▶ **TEXT SECTION**:
The Vaso Motor Nerves, Or Nerves To The Arterioles, form an important part of the sympathetic system. When in action, they contract the muscular coats of the vessels, and limit the amount of blood to the part supplied by them; and it has been already pointed out (p. 125), that division of the sympathetic in the neck causes paralysis, and consequent distension, of the arteries of the head. But division of the spinal cord in the cervical region produces paralysis of the bloodvessels of the whole body; and other experiments show that the great vaso-motor centre of all the vessels is situated in the neighbourhood of the medulla oblongata; and that while the vaso-motor nerves of the head and neck leave the cord at the base of the neck to reascend in the sympathetic, those to the rest of the body issue by the anterior roots of the spinal nerves.

▶ **AVAILABLE DATA**:
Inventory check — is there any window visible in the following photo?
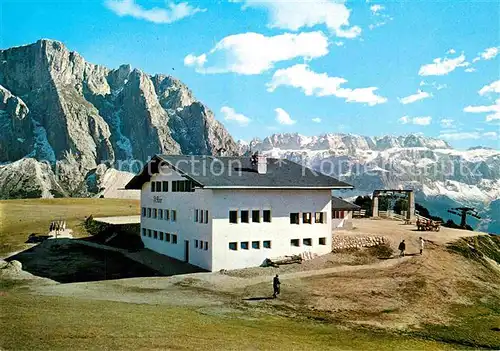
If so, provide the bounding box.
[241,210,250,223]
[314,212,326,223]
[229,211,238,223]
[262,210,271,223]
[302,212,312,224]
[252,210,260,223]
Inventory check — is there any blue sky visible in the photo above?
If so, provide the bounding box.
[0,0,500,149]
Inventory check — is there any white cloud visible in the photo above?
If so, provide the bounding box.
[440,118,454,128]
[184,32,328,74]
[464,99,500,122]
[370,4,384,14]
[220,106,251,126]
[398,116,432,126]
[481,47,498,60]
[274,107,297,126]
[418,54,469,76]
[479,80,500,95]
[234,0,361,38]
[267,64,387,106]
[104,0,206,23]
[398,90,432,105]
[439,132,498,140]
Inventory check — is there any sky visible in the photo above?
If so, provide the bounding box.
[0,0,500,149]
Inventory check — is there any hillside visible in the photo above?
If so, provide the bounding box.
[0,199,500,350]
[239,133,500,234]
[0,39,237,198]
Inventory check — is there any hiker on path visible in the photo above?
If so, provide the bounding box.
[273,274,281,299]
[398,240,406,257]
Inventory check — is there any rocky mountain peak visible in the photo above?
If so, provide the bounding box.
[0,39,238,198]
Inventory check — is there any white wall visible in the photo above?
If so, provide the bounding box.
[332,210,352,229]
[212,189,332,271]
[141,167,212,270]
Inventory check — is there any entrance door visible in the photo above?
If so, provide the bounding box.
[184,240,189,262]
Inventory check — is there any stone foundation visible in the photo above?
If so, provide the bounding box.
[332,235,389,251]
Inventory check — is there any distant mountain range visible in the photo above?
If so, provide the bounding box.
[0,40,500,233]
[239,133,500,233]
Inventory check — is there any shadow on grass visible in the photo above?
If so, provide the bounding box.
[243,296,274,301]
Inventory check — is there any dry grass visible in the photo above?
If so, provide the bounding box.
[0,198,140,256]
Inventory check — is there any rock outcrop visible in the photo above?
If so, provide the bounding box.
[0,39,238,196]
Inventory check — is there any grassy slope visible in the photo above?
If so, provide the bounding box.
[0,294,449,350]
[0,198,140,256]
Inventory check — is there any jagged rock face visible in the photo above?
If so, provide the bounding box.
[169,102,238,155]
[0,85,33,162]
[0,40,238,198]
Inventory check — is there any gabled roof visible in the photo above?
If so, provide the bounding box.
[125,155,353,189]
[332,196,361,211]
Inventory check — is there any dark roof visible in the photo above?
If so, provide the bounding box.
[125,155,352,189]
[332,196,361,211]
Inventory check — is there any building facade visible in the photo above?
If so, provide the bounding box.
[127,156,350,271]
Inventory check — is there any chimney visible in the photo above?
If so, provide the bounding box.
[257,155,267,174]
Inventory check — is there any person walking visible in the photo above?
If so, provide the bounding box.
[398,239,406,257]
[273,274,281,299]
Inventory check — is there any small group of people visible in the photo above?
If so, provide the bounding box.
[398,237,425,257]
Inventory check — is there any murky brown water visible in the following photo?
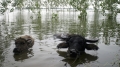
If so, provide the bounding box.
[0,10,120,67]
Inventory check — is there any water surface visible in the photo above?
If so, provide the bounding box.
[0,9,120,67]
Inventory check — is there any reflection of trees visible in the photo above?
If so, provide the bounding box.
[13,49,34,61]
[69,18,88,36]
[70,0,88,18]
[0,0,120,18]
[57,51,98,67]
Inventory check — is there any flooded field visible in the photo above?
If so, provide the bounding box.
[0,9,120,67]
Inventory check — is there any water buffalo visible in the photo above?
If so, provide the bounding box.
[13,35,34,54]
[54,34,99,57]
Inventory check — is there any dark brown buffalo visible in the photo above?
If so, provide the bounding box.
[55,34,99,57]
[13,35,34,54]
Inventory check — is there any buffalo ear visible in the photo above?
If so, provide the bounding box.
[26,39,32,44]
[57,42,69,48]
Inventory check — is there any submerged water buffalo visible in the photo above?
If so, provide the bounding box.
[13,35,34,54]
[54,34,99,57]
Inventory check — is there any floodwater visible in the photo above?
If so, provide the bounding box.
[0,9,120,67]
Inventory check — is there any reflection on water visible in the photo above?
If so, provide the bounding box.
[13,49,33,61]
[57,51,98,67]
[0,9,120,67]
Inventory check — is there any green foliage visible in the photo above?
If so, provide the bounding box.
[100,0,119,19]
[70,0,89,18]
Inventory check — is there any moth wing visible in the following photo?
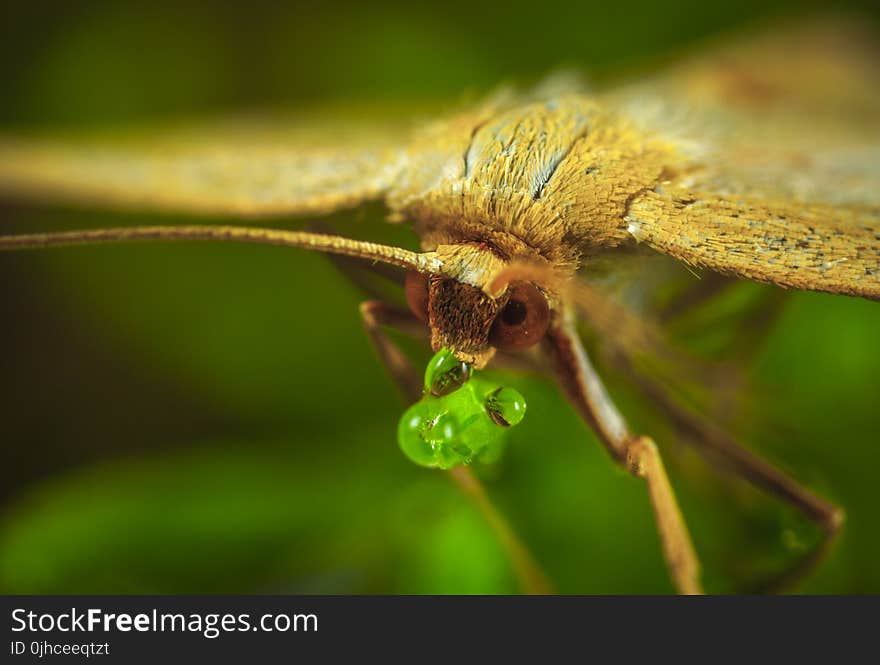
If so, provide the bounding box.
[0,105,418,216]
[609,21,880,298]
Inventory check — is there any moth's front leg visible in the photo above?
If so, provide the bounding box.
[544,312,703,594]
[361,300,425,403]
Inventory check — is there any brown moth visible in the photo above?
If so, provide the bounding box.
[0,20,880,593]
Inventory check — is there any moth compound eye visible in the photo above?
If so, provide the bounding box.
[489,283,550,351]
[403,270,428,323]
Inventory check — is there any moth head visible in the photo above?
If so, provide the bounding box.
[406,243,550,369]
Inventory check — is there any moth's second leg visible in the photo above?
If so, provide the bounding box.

---

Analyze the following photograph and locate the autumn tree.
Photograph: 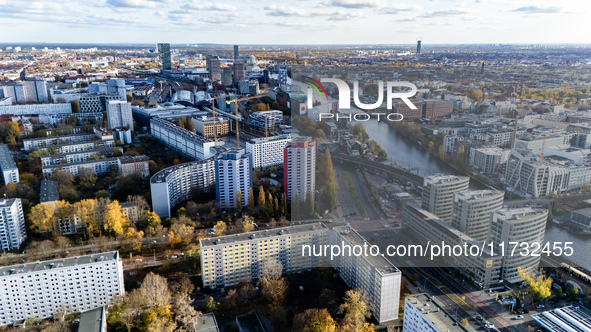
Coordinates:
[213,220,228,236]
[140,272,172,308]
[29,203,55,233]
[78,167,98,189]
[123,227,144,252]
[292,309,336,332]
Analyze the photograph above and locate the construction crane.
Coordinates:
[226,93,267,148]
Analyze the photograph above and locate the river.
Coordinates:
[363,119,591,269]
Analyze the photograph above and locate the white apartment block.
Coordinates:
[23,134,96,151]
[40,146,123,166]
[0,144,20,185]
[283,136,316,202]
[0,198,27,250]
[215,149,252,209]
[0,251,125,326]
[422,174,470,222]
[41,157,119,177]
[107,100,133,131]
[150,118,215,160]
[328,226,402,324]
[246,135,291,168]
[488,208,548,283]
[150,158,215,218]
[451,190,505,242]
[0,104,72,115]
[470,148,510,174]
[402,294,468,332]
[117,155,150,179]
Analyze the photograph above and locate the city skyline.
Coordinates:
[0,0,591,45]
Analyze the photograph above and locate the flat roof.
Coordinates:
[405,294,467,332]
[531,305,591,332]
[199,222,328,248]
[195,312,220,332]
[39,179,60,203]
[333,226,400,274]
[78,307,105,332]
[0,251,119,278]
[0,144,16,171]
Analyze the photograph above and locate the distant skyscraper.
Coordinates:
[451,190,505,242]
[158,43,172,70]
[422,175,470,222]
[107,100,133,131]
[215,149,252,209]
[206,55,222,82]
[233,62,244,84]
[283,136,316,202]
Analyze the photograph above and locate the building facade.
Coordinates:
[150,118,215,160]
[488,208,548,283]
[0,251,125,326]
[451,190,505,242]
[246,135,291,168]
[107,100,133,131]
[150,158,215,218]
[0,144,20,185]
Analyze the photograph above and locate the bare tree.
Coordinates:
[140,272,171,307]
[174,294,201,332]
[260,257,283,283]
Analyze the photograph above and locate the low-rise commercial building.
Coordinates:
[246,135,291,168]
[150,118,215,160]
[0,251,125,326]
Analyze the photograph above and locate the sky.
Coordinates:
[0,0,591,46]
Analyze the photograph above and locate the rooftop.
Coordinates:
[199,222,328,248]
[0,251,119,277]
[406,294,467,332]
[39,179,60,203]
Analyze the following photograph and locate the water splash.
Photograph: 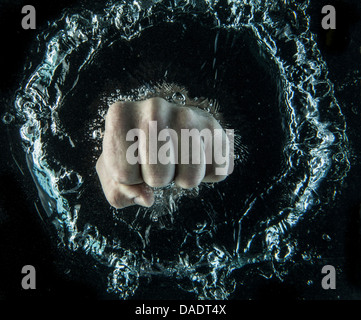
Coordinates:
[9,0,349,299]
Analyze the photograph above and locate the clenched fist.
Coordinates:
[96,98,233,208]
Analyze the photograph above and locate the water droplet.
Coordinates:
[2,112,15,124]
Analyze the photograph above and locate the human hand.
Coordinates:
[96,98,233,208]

* * *

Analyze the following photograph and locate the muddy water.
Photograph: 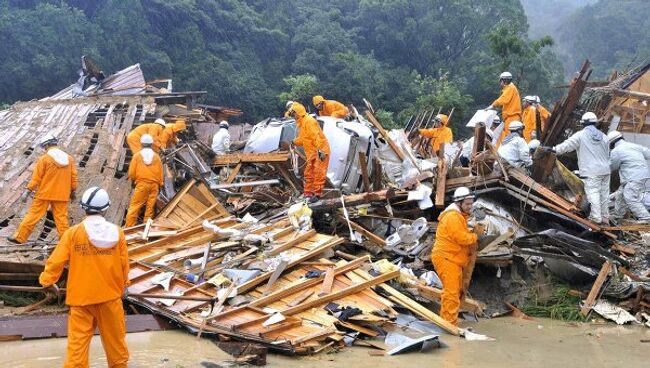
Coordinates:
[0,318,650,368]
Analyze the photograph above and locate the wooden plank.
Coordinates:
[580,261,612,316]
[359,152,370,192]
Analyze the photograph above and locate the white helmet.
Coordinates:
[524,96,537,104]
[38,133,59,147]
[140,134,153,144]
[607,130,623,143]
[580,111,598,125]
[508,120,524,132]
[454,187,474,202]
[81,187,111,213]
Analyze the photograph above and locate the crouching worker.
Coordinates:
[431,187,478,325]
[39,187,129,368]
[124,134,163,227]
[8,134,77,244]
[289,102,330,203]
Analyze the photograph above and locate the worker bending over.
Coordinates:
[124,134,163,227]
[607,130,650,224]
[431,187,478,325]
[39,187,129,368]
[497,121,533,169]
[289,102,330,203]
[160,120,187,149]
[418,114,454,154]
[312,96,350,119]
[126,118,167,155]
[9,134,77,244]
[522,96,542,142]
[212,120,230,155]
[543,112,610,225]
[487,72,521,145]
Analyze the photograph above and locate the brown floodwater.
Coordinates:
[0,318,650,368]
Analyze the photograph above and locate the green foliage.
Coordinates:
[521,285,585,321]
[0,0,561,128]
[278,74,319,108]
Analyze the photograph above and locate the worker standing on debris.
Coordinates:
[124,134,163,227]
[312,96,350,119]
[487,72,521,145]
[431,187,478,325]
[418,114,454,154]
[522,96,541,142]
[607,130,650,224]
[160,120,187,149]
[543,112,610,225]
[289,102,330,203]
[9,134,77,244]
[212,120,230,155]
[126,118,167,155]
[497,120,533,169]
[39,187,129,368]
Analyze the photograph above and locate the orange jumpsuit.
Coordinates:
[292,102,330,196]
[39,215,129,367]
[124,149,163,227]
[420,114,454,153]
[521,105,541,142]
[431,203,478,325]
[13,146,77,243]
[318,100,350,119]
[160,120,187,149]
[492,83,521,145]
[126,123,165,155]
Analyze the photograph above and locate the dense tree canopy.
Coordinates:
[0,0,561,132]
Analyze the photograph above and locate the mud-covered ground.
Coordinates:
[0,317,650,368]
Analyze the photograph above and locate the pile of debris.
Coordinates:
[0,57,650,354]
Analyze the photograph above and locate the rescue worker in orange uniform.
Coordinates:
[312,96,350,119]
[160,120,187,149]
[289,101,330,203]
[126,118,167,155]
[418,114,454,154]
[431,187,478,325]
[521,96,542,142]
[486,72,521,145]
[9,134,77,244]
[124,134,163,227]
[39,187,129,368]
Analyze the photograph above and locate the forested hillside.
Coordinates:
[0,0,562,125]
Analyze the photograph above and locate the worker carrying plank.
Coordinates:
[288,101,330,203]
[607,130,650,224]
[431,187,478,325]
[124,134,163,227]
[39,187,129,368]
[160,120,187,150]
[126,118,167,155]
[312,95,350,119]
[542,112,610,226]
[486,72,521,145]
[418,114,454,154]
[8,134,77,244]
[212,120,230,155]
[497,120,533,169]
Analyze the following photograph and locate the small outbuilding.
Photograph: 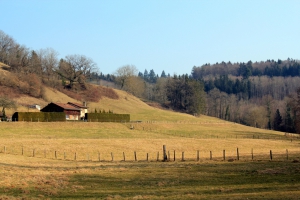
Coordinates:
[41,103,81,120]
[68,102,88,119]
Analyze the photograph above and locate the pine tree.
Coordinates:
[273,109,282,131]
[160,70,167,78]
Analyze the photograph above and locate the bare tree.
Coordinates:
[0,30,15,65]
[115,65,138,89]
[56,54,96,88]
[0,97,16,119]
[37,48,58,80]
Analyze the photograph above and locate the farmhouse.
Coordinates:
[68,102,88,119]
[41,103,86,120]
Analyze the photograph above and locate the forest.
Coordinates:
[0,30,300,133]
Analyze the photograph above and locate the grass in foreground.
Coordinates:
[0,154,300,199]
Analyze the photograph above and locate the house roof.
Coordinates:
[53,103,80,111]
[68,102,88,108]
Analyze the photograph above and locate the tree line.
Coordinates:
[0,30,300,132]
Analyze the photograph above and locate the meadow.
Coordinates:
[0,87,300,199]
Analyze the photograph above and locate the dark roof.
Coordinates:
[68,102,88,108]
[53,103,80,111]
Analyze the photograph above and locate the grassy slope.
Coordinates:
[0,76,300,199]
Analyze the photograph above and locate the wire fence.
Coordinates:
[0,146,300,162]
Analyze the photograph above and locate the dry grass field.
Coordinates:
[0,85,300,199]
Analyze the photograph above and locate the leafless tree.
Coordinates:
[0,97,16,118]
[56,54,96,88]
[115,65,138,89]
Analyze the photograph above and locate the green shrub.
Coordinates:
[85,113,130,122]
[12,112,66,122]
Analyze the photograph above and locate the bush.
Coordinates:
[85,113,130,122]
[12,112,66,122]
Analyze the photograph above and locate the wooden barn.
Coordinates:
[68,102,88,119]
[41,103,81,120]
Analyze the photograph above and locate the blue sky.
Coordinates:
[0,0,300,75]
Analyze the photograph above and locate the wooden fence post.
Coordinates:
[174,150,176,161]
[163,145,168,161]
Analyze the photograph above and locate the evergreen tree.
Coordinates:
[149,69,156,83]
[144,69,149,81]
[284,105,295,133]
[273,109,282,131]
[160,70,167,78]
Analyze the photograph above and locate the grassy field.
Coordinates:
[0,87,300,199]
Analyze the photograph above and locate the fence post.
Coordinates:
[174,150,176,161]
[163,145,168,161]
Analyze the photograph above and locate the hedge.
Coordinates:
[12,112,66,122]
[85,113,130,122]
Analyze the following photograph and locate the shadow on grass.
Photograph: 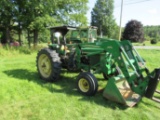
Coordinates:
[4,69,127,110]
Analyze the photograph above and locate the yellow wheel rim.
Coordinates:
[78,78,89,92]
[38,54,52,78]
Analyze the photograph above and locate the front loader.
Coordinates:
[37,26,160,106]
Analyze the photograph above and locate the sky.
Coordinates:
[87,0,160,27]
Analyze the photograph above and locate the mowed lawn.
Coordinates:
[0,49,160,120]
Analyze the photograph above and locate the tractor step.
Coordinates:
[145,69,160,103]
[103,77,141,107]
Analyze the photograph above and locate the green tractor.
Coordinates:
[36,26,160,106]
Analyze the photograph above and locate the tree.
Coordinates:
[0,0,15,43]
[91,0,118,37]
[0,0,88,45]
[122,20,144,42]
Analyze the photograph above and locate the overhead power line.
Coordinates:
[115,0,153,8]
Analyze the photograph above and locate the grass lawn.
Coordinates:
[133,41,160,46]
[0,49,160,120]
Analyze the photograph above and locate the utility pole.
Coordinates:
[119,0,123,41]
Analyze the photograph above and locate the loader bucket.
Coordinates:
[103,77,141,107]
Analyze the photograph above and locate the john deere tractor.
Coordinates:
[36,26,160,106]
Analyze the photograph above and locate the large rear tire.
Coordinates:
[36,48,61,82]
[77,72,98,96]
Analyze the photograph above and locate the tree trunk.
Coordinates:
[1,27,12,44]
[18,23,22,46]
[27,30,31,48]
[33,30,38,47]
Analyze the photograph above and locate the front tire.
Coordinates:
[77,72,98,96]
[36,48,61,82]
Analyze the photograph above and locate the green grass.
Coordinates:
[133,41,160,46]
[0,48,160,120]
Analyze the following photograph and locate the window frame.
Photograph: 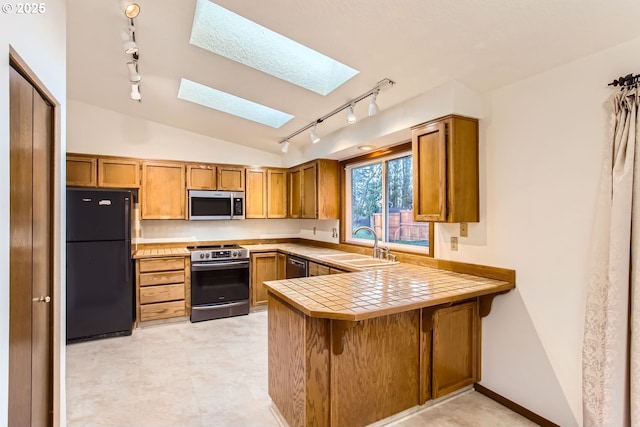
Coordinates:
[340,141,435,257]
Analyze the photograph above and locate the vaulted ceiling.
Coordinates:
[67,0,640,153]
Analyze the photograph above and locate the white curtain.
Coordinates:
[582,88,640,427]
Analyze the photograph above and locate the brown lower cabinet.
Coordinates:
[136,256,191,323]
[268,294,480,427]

▶ **TASKS TO PERFORM**:
1. Revise the passage on vaso-motor nerves from "The Vaso Motor" to "the spinal nerves.", replacing "bloodvessels" with "blood vessels".
2. According to the passage on vaso-motor nerves, where is the great vaso-motor centre of all the vessels located?

▶ **EXERCISE ANSWERS**:
1.
The Vaso Motor Nerves, Or Nerves To The Arterioles, form an important part of the sympathetic system. When in action, they contract the muscular coats of the vessels, and limit the amount of blood to the part supplied by them; and it has been already pointed out (p. 125), that division of the sympathetic in the neck causes paralysis, and consequent distension, of the arteries of the head. But division of the spinal cord in the cervical region produces paralysis of the blood vessels of the whole body; and other experiments show that the great vaso-motor centre of all the vessels is situated in the neighbourhood of the medulla oblongata; and that while the vaso-motor nerves of the head and neck leave the cord at the base of the neck to reascend in the sympathetic, those to the rest of the body issue by the anterior roots of the spinal nerves.

2. Near the medulla oblongata.